→ **What you have to do**
Only the pictures should be dropped; every line of the data must come back exactly as written.

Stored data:
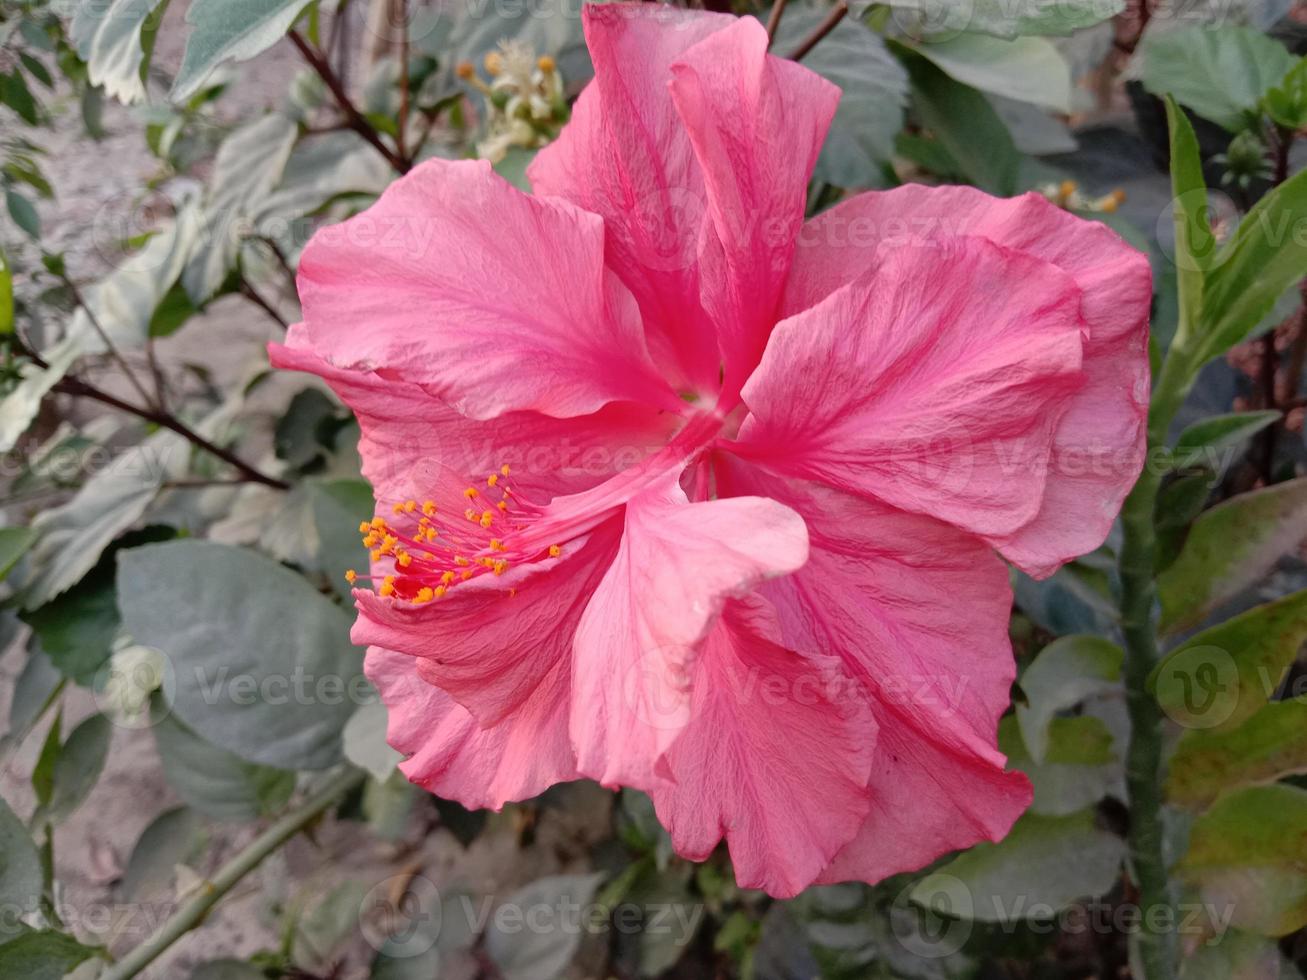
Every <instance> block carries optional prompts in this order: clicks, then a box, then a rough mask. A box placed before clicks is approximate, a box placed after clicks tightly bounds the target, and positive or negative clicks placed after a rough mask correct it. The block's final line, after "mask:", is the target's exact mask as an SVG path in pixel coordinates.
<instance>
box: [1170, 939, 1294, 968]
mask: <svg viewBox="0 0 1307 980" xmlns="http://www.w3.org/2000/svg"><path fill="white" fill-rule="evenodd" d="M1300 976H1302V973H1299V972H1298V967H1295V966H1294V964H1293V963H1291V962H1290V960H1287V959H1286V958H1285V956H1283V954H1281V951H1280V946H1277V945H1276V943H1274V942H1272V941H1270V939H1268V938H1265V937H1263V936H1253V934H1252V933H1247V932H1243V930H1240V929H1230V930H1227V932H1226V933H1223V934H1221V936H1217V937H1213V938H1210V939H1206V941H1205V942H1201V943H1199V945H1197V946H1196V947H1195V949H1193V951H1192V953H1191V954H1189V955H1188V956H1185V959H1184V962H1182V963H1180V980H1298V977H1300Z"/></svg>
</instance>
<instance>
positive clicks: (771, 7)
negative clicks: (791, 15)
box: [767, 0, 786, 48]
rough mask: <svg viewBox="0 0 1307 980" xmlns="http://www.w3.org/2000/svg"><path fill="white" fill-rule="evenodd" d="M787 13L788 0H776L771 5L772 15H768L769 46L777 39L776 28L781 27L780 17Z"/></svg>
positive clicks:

→ **Result**
Every <instance> block carries optional prompts in this order: clicks, then a box, then a rough mask. A box placed before clicks is approximate, a box placed after clicks tightly bounds the target, and positive or negative clicks placed after a rough mask correct it. The block's final line, after "mask:", is the target's exact mask as an SVG path in pixel coordinates.
<instance>
box: [1170, 939, 1294, 968]
mask: <svg viewBox="0 0 1307 980" xmlns="http://www.w3.org/2000/svg"><path fill="white" fill-rule="evenodd" d="M1300 976H1302V973H1299V972H1298V967H1295V966H1294V964H1293V963H1291V962H1290V960H1287V959H1286V958H1285V956H1283V954H1281V951H1280V946H1277V945H1276V943H1274V942H1272V941H1270V939H1268V938H1265V937H1263V936H1253V934H1252V933H1247V932H1243V930H1240V929H1230V930H1227V932H1226V933H1223V934H1221V936H1217V937H1213V938H1210V939H1206V941H1205V942H1201V943H1199V945H1197V946H1196V947H1195V949H1193V951H1192V953H1191V954H1189V955H1188V956H1185V959H1184V962H1182V963H1180V980H1298V977H1300Z"/></svg>
</instance>
<instance>
positive clicks: (771, 7)
negative clicks: (791, 15)
box: [767, 0, 786, 48]
rough mask: <svg viewBox="0 0 1307 980" xmlns="http://www.w3.org/2000/svg"><path fill="white" fill-rule="evenodd" d="M787 13L788 0H776L771 5L772 15H768L769 46L777 39L776 28L781 27L780 17Z"/></svg>
positive clicks:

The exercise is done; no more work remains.